DATASET ENTRIES START
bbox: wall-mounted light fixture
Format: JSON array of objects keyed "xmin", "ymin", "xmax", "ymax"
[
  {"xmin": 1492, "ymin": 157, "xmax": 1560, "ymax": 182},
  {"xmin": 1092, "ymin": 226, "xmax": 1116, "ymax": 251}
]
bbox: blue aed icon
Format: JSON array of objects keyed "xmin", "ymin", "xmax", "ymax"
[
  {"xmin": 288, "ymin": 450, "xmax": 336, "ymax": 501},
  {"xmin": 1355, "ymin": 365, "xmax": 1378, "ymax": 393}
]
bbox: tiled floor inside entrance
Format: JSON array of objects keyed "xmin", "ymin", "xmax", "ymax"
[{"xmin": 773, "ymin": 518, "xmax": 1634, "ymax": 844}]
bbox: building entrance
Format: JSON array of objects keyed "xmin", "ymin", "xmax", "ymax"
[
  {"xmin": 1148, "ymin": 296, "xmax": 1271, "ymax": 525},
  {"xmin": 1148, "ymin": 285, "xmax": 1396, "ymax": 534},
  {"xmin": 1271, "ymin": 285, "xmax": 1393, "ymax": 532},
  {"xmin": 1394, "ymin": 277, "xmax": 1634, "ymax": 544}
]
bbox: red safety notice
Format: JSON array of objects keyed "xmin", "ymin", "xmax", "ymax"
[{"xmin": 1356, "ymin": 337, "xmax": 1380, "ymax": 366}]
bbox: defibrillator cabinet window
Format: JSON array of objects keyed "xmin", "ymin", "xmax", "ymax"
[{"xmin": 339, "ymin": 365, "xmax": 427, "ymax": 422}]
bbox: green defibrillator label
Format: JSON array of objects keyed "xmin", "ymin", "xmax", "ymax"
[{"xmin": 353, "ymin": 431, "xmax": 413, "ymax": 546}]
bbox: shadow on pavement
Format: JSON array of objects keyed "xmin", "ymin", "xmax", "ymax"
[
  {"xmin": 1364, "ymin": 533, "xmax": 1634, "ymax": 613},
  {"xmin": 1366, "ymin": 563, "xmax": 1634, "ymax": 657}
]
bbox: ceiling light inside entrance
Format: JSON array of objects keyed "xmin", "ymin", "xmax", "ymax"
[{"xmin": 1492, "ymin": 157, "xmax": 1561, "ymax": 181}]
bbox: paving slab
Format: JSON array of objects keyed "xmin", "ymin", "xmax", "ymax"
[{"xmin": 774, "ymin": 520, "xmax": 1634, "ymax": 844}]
DATASET ENTRIES END
Can you give every line above again, exactly as written?

bbox: wall-mounted light fixture
Format: JSON array of objects keyed "xmin", "ymin", "xmax", "ymax"
[
  {"xmin": 1492, "ymin": 157, "xmax": 1560, "ymax": 182},
  {"xmin": 1092, "ymin": 226, "xmax": 1116, "ymax": 251}
]
bbox: blue aed icon
Format: JSON array of objects keyed "xmin", "ymin", "xmax", "ymax"
[
  {"xmin": 288, "ymin": 450, "xmax": 336, "ymax": 501},
  {"xmin": 1355, "ymin": 365, "xmax": 1378, "ymax": 393}
]
bbox: tiled floor inside entrance
Format: JSON array of objects keyed "xmin", "ymin", "xmax", "ymax"
[{"xmin": 773, "ymin": 518, "xmax": 1634, "ymax": 844}]
bbox: building entrance
Format: JSON array of objects keyed "xmin", "ymin", "xmax", "ymax"
[
  {"xmin": 1148, "ymin": 296, "xmax": 1271, "ymax": 525},
  {"xmin": 1148, "ymin": 285, "xmax": 1396, "ymax": 534},
  {"xmin": 1271, "ymin": 285, "xmax": 1393, "ymax": 532},
  {"xmin": 1394, "ymin": 277, "xmax": 1634, "ymax": 544}
]
bbox: red safety notice
Format: JSON array of objects keyed "xmin", "ymin", "xmax", "ymax"
[{"xmin": 1356, "ymin": 337, "xmax": 1380, "ymax": 366}]
bbox: defibrillator cabinet window
Format: JSON array of objects keyed "xmin", "ymin", "xmax", "ymax"
[{"xmin": 339, "ymin": 365, "xmax": 427, "ymax": 422}]
bbox: green defibrillator label
Format: JSON array of objects keyed "xmin", "ymin", "xmax", "ymax"
[{"xmin": 353, "ymin": 431, "xmax": 413, "ymax": 546}]
bbox: shadow on pavement
Format: JSON array of objects keyed "xmin", "ymin", "xmax", "ymax"
[
  {"xmin": 1364, "ymin": 533, "xmax": 1634, "ymax": 613},
  {"xmin": 1366, "ymin": 563, "xmax": 1634, "ymax": 657}
]
bbox: ceiling light inside entrance
Format: JSON array of objects keyed "xmin", "ymin", "xmax", "ymax"
[{"xmin": 1492, "ymin": 157, "xmax": 1561, "ymax": 181}]
bbox: paving slab
Format: JSON array of objects keyed "xmin", "ymin", "xmax", "ymax"
[{"xmin": 774, "ymin": 520, "xmax": 1634, "ymax": 844}]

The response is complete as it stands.